# Given request:
In the IEPF text below, why may companies use the transmission procedure when moving shares to the IEPF demat account? Answer in one to three sentences.

# Supplied text:
__________________________________________________

Transfer to be by operation of law under IEPF –Taken long time to clarify; still clarification awaited!


MCA has added yet another Circular to the throng of circulars w.r.t. IEPF vide its general circular no 07/2017 dated 5th June, 2017[1]. It provides that companies may, for transferring the shares to IEPF, follow the procedure as in the case of transmission.

The said circular states that stakeholders have sought clarification from the IEPF Authority with respect to the issuance of duplicate share certificates under Rule 6 (3) (d) of the Investor Education and Protection Fund (Accounting, Audit,  Transfer and Refund) Rules, 2016 (‘IEPF Rules’).

Since transfer of shares under the IEPF Rules takes place as a consequence of operation of law, it becomes similar to that of transmission which also takes place as a result of operation of law, therefore, companies may follow the transmission procedure while transferring shares to the IEPF demat account. While such a stand on the part of the IEPF Authority has come after a long time, we have from the very inception taken this view that transfer of shares under IEPF is a transfer inter-vivos and is a result of operation of law and not by consent of the parties.

__________________________________________________

# Recorded data:

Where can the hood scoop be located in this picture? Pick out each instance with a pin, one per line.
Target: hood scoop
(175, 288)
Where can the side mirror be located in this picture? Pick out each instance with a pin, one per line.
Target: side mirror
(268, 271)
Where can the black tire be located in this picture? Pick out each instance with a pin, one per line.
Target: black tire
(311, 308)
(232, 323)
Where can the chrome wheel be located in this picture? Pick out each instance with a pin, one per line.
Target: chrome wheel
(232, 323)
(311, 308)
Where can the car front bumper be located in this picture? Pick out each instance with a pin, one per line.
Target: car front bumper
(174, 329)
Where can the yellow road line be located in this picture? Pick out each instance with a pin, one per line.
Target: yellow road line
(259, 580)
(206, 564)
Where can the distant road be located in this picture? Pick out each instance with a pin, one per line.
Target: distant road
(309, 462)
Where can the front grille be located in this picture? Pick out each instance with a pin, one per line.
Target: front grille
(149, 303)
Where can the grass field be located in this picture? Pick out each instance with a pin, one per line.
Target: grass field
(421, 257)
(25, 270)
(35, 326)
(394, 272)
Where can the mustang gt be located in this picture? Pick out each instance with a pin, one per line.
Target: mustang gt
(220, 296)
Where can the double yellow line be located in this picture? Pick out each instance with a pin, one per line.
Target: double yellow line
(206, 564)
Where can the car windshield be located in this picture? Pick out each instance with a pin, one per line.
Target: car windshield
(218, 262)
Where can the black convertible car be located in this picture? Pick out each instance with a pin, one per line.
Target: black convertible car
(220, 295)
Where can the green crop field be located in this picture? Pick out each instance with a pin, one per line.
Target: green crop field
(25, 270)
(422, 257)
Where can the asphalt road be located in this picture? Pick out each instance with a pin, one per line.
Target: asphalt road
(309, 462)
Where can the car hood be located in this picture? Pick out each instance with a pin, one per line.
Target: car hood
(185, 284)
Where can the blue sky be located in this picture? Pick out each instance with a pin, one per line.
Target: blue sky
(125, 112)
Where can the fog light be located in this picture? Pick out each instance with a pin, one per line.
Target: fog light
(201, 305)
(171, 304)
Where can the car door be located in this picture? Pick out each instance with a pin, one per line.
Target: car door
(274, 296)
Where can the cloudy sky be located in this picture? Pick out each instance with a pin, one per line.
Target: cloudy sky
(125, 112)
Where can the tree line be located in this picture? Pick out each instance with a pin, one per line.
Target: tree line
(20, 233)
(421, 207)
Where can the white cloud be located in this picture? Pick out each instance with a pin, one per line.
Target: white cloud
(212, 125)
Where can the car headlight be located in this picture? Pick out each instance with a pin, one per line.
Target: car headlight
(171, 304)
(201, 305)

__________________________________________________

# The response:
Under the IEPF Rules, shares are transferred as a consequence of operation of law. This makes the transfer similar to transmission, which also happens by operation of law. For that reason, companies may follow the transmission procedure when transferring shares to the IEPF demat account.